* Exercise aim:
Return every line in the records below that contains the string "cone".

* Data records:
------------------------------------------------

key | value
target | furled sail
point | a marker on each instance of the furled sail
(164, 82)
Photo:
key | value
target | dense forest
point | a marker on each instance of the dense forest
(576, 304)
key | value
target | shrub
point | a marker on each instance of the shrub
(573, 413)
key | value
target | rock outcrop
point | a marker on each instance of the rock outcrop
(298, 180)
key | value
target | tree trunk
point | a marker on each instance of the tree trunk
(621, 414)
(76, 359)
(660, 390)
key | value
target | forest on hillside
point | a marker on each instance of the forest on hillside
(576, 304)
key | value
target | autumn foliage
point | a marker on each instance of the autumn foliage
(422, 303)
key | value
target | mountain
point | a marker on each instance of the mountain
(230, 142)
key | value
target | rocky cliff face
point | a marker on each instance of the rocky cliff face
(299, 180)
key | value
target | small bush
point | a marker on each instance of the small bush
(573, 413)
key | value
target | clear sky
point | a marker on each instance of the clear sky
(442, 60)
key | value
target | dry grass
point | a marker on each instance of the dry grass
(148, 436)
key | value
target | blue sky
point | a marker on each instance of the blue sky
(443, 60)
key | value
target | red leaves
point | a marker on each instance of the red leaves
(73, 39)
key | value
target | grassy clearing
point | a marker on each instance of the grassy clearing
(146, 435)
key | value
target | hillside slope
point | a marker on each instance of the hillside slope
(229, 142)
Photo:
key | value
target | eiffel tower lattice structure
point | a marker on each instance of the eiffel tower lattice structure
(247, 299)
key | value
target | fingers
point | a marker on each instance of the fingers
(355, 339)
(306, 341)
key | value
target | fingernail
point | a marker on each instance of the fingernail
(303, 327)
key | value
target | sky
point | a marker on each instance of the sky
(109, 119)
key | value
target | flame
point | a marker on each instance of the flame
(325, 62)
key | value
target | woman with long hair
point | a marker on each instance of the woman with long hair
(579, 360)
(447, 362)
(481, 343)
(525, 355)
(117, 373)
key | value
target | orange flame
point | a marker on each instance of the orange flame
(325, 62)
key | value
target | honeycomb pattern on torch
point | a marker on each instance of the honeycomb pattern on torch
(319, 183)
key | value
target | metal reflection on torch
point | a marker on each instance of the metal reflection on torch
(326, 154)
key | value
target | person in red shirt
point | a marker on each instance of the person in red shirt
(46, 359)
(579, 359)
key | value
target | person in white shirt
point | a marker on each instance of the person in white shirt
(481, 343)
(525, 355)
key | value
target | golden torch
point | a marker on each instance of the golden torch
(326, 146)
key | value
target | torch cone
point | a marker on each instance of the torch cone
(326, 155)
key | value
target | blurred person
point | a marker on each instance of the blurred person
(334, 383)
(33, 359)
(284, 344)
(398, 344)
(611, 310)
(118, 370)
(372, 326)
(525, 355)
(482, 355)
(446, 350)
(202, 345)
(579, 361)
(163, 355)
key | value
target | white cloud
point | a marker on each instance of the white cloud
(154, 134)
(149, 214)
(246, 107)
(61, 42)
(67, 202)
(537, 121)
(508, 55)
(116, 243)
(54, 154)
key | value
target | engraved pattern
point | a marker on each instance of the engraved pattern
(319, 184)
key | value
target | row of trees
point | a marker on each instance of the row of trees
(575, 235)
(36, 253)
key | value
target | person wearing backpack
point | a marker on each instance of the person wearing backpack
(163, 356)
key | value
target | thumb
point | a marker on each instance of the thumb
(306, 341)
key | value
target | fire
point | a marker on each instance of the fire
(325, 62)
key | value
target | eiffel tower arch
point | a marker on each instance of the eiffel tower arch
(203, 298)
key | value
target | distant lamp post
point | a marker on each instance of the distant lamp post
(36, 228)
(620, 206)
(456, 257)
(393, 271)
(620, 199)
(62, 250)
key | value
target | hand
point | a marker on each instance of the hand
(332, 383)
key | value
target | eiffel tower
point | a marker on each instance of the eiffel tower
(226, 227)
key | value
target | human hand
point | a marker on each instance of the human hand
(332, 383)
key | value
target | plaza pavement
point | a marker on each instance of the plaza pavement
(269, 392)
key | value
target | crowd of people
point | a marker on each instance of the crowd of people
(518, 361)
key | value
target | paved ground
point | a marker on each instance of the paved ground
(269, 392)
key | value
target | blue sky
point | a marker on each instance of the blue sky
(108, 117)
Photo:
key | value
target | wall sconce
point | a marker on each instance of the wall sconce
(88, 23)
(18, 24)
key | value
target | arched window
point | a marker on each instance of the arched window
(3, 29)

------------------------------------------------

* Result for this task:
target | torch cone
point | a marker on each instance of the torch cone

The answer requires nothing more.